◆ **EXERCICE ÉCRIT A**:
Répondez aux questions suivantes à partir du texte sur Taïwan et la Chine :
(i) À combien de kilomètres de la Chine continentale, et dans quelle direction, se situe la naissance d'un nationalisme taïwanais ?
(ii) Jusqu'à quelle dynastie le centre politique et économique de la Chine se situait-il au Nord ?
(iii) Quelles régions ont pris un rôle de plus en plus prépondérant lorsque le centre s'est déplacé vers le sud ?
◆ **EXERCICE ÉCRIT B**: Dans la liste, remplacez "frosted glass" par "opal glass" dans les lignes allant de celle qui contient "above, detect black" jusqu'à celle qui contient "[271,88,300,120]", bornes incluses, sans rien modifier d'autre. Ne recopiez que ces lignes.

◆ **TEXTE SUPPORT**:
────────

Pékin a d’abord lutté pour imposer sa légitimité au plan international, puis une fois cette victoire acquise, a cherché à délégitimer l’existence même du régime Taïwanais, qui est une double menace. Tout d’abord, la naissance d’un nationalisme taiwanais à 160 kilomètres au sud-ouest de la Chine continentale, est inacceptable. En effet, les taiwanais sont ethniquement et culturellement des Chinois. Or, le nationalisme chinois défend la conception d’un territoire et d’un peuple un et indivisible. Pour les dirigeants chinois ne pas perdre Taiwan est une question de survie : si l’île à majorité chinoise franchit le pas de l’indépendance, le gouvernement communiste craint un éclatement de l’Empire : Tibet, Xinjiang (ethnies non chinoises). La Chine est en effet le produit de multiples campagnes guerrières. Jusqu’à la dynastie Tang, le centre politique et économique de la Chine se situait au Nord, et la diffusion de la civilisation chinoise a été le fait de l’expansion des habitants du cours supérieur du fleuve jaune Mais, par la suite, le centre s’est déplacé vers le sud, avec un rôle de plus en plus prépondérant des régions regorgeant de riz du cours inférieur du Yangtsé. Il y a des différences de dialecte entre les régions chinoises. Toutes ces provinces pourraient devenir des États indépendants, mais elles restent soudées autour de leur histoire chinoise.

────────

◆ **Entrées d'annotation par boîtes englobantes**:
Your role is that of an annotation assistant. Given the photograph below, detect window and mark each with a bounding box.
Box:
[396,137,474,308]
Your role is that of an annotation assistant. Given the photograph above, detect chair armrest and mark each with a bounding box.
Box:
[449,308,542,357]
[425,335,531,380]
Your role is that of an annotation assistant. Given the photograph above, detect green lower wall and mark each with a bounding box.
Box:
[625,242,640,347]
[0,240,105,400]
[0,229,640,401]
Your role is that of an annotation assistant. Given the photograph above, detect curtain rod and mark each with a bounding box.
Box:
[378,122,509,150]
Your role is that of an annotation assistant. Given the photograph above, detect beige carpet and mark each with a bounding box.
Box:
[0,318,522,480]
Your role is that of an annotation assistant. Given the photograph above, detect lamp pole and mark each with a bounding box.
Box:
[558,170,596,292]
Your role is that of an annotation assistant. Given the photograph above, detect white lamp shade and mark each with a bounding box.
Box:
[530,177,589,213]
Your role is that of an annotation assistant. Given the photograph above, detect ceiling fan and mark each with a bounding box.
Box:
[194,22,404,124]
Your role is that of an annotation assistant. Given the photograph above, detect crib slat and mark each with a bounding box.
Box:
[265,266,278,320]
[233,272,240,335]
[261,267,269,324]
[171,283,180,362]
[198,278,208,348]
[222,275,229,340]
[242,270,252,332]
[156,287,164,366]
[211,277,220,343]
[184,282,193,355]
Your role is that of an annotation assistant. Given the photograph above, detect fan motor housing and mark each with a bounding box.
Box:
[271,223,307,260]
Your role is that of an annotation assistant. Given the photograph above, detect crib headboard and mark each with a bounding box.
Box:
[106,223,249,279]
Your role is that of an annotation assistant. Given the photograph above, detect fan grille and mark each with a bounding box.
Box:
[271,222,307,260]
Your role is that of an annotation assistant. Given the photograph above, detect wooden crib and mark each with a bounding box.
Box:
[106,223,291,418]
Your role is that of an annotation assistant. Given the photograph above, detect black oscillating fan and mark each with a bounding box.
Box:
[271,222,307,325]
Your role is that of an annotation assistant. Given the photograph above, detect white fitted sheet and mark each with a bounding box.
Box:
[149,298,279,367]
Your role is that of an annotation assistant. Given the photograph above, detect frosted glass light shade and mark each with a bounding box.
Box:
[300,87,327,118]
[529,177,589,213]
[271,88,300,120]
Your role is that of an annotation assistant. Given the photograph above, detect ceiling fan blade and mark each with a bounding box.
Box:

────────

◆ **CORRIGÉ A**:
(i) À 160 kilomètres au sud-ouest de la Chine continentale.
(ii) Jusqu'à la dynastie Tang.
(iii) Les régions regorgeant de riz du cours inférieur du Yangtsé.

◆ **CORRIGÉ B**:
Your role is that of an annotation assistant. Given the photograph above, detect black oscillating fan and mark each with a bounding box.
Box:
[271,222,307,325]
Your role is that of an annotation assistant. Given the photograph above, detect white fitted sheet and mark each with a bounding box.
Box:
[149,298,279,367]
Your role is that of an annotation assistant. Given the photograph above, detect opal glass light shade and mark each with a bounding box.
Box:
[300,87,327,118]
[529,177,589,213]
[271,88,300,120]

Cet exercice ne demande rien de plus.